*TASK STATEMENT*:
Filter the material below, keeping only the lines that contain the string "rifle", and output each of those lines in full.

Collected data entries
┏━━

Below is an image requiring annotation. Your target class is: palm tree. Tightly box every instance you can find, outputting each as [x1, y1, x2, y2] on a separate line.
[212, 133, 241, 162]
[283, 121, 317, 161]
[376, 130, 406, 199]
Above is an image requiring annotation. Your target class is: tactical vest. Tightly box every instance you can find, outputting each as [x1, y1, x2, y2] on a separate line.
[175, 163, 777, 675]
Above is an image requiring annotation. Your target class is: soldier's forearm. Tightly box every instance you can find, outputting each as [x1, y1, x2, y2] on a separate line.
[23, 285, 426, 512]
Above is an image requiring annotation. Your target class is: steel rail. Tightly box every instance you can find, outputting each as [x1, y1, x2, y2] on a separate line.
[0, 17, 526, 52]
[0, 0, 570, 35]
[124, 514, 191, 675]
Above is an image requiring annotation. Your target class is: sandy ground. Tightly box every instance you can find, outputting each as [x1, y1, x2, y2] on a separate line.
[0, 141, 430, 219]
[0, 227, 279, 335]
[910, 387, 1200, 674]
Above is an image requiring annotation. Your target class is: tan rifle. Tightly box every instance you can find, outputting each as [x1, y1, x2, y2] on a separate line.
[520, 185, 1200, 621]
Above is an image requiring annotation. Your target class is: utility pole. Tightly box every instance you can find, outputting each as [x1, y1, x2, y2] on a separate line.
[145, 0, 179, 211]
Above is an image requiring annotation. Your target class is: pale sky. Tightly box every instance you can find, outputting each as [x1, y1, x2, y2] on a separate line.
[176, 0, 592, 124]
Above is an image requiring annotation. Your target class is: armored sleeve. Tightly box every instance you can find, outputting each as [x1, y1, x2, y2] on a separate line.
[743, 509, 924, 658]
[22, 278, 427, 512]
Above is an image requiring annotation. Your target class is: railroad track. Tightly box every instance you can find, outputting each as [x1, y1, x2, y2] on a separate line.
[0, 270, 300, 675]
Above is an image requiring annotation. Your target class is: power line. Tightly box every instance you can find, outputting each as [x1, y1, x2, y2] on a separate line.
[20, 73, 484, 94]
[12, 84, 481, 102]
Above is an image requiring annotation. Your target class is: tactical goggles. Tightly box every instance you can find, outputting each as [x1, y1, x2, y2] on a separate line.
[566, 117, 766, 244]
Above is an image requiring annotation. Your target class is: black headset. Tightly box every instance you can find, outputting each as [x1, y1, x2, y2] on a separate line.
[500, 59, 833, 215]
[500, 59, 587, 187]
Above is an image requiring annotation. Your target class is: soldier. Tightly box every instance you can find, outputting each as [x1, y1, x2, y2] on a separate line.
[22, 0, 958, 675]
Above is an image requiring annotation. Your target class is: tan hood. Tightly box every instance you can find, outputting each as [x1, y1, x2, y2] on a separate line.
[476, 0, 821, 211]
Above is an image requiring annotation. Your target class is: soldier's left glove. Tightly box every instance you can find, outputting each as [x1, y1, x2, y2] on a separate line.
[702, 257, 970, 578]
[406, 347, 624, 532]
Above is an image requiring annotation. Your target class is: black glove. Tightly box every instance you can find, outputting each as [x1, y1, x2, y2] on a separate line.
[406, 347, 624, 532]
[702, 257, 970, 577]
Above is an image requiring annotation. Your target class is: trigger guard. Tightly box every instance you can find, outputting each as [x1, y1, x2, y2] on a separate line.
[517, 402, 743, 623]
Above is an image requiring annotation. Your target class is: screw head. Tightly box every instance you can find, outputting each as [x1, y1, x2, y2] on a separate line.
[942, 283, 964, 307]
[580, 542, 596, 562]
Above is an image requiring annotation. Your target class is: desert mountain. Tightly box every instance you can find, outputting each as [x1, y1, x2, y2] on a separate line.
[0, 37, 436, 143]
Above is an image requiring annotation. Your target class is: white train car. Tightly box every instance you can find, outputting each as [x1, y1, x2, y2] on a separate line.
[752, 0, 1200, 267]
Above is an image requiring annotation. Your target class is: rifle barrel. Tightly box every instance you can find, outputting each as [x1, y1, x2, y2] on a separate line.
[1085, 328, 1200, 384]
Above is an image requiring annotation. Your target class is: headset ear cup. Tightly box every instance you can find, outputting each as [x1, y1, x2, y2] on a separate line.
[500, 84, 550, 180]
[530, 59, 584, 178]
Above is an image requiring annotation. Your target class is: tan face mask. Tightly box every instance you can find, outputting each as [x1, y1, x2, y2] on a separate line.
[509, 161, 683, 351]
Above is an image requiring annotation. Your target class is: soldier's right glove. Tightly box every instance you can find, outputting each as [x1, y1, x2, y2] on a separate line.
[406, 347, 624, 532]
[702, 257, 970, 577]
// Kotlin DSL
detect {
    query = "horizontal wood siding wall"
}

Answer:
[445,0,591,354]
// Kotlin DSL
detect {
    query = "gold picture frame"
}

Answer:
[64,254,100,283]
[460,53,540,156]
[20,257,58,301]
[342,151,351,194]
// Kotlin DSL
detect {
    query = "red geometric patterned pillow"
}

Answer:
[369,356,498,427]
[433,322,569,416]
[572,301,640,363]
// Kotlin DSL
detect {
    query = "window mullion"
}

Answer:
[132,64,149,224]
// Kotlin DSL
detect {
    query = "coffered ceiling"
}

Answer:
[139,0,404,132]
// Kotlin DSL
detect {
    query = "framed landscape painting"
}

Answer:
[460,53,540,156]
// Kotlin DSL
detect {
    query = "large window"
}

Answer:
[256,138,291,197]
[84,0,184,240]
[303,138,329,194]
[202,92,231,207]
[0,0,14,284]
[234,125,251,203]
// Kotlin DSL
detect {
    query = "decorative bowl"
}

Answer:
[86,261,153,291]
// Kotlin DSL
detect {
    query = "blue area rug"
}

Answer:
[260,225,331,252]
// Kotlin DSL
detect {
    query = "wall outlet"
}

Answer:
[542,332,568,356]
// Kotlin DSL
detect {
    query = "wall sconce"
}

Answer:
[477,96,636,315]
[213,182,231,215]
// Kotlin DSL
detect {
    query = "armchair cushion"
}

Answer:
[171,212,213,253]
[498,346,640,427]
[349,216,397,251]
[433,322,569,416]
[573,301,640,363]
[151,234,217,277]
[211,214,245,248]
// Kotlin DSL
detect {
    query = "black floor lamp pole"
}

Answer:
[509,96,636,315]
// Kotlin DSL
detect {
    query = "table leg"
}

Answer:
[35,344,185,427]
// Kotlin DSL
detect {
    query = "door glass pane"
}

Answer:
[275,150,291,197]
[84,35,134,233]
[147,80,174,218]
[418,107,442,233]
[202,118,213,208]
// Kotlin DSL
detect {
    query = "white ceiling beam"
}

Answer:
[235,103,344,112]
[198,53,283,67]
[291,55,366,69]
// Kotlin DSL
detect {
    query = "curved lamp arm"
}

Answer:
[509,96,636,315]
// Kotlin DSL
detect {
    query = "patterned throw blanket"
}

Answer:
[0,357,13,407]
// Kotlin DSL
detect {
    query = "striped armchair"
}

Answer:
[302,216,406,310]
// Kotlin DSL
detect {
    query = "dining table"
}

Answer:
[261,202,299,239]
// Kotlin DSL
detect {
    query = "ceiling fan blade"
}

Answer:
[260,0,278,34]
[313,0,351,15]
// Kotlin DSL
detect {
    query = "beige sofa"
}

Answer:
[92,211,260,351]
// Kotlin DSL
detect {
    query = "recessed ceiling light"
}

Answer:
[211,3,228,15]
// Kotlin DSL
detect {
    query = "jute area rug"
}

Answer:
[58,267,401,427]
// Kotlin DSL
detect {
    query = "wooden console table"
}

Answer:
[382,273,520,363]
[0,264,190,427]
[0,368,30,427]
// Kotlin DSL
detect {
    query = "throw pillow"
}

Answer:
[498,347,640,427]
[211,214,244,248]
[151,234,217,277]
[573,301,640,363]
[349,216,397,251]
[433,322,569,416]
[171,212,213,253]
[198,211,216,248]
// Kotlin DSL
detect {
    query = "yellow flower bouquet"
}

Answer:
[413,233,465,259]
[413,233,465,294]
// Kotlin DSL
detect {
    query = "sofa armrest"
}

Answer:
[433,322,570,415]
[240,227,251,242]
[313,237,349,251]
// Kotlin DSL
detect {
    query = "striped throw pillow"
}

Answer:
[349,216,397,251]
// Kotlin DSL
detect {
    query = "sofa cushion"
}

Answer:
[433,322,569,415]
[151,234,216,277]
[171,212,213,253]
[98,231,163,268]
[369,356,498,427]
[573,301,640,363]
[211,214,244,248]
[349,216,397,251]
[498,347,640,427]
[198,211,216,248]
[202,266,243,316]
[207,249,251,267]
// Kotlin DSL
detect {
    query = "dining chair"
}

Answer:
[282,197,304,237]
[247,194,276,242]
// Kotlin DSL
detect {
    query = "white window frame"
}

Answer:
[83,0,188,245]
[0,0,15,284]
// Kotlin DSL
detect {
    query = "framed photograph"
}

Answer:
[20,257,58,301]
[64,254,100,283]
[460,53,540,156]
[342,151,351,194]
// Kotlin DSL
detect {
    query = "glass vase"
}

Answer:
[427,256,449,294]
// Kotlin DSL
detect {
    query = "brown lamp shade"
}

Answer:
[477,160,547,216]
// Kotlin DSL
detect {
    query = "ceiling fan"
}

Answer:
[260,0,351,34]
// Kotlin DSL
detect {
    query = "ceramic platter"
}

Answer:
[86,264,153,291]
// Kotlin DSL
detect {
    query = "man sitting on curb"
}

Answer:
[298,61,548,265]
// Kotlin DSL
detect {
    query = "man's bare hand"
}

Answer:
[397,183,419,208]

┗━━

*WRITTEN RESPONSE*:
Above is an image requiring annotation. Your target class is: tan rifle. Tightly box every instance you can find, outputting each as [x1, y1, x2, y2] on a separate line.
Above is an image requiring annotation. Your target class is: rifle barrel. Tightly box every instance you can find, outputting each as [x1, y1, x2, y2] on a separate line.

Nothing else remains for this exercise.